::: Selected passage :::

2005-06-12

So you're stuck in rush hour traffic heading out of San Francisco on Highway 101. Then you look up and see a large man with unruly hair and dark glasses running across a pedestrian overpass. He fights the wind for possession of a 6-by-10-foot cardboard sign. You try to read the letters but can't. As he stops above you and fastens the sign to the fence, the big black letters pop into focus: "Halliburton: Thanks for All the Money! Sorry About Your Kids." For each minute this sign remains up, a hundred commuters like you will be exposed to the viral message of a man who calls himself Freeway Blogger.

Today I'm tagging along with Freeway Blogger, who also writes under the pseudonym Patrick Randall, on a recent foray to plant messages in the minds of area drivers. He has just posted San Francisco's overpasses with signs that read, "Osama Bin Forgotten," "The War Is A Lie," and "Nobody Died When Clinton Lied."

In the past four years, he says, he's planted more than 2,500 of these brain-mines along California's freeways. He estimates that today's propaganda campaign could reach up to a quarter of a million people. Not bad for a few dollars in supplies and a couple hours of work.

Since the 2000 election, 9/11, and the U.S. military's invasion of two countries, Freeway Blogger has refined the approach to a choreographed dance of message transmission using recycled cardboard, paint, and reconnaissance. "Freeway blogging requires a sense of rhetoric, art, science, demographics, and sneakiness," he tells me. "And it's so much fun! One person can have a hell of an influence if they are willing to break the rules a little."

His approach is Thoreauvian simple. From dumpsters behind appliance stores he scavenges cardboard. He then paints his black-lettered barbs in a rented basement studio. Where his slogans emerge from, who knows – maybe that sordid steam room of the brain where propaganda, poetry, and bumper stickers go to hook up?

:::

What to work on
Carry on the article about the Freeway Blogger's overpass signs, starting right after its last sentence. The entries collected below are separate material and have no connection to the article above.

::: Information shown :::

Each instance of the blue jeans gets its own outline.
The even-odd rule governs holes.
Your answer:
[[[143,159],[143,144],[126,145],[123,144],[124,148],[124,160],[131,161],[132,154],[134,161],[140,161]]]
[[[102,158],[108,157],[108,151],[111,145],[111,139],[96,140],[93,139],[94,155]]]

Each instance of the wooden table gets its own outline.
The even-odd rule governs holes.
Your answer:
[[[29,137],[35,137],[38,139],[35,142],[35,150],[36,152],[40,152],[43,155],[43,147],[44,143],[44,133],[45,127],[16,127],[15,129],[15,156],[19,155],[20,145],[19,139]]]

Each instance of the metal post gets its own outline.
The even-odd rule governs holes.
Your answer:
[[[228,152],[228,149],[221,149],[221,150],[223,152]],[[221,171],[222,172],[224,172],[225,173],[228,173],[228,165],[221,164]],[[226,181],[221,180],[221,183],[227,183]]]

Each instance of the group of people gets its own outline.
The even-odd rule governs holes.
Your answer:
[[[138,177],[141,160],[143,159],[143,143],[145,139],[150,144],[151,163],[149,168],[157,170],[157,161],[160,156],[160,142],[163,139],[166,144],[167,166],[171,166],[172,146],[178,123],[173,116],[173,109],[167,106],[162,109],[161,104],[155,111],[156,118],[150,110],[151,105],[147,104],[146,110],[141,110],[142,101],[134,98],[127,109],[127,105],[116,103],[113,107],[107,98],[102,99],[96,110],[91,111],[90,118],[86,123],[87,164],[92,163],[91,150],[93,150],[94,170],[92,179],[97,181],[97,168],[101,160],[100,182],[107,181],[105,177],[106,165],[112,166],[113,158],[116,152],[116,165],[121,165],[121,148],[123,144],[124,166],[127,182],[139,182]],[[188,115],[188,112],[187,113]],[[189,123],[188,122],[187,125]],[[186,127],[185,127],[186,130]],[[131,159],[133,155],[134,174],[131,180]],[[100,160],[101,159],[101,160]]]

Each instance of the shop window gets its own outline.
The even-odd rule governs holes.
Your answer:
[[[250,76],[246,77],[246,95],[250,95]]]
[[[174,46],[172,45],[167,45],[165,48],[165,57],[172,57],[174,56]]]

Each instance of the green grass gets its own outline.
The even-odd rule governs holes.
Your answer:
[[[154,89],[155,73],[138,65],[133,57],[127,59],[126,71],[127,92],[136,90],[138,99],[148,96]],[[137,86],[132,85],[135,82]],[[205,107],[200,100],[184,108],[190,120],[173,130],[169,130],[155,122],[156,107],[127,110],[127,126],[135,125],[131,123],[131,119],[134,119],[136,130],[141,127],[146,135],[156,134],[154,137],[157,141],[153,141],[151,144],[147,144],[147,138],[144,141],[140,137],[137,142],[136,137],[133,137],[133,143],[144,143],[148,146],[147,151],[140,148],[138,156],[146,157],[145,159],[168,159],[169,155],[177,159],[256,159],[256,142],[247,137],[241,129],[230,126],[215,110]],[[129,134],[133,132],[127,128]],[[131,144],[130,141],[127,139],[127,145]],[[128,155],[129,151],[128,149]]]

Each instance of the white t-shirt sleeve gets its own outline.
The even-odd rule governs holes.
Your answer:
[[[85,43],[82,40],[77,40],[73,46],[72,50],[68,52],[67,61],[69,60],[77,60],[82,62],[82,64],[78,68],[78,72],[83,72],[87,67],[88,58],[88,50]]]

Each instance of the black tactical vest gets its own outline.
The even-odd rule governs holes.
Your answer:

:::

Answer for the task
Initially, he'd post signs between the witching hour and the stirring of the first commuters. But emboldened by success – and maybe the need to raise the thrill factor – he now goes out at high noon. That's when he picks me up to tag along.

At the first overpass, he pulls off, parks illegally, checks out which way the wind blows, and makes sure no cops or nosy neighbors are watching. Then, with large sunglasses obscuring his face, he grabs "Osama Who?" and a few bungee cords, runs up the overpass ramp, unfolds the sign, clips bungees to keep it in place, and bolts back to the truck. As sweat sparkles on his nose, he grins like a kid who just pulled one on the teacher. "This still has just enough of an adrenaline rush to keep it exciting," he says, and drives back onto the freeway to check out his handiwork. "Isn't she a beauty?" he says with admiration, and cranes his neck for a better look.

"The CHP must have thought there was a whole army of us posting the overpasses," he says with a chuckle. "The reason our founding fathers insisted on free speech is that when the country is threatened from within, citizens can sound the alarm. Now we have a big fucking problem: thanks to one man, the whole world hates us. What better job for an American than to try to salvage just a little bit of his country's reputation?"

And in a country where control of the billboards and airwaves has been consolidated into fewer and fewer hands, Freeway Blogger feels like he's breaking through the relentless propaganda aimed at commuters. "I want more people to realize that this form of free speech is a vulnerable chink in the armor of the corporate-controlled mass media. For the cost of paint and a little gas, I can transmit a message to a million people," he says as we drive to the next target.

I ask him, "Isn't what you do illegal?"

"Technically, yes," he says. "And eventually they will catch me and charge me for creating a visual distraction. Which is ludicrous when huge billboards like this one" – he points to a naked Abercrombie and Fitch hunk draped across the highway – "distract drivers far more than my modest signs ever will."

For more information, see www.freewayblogger.com.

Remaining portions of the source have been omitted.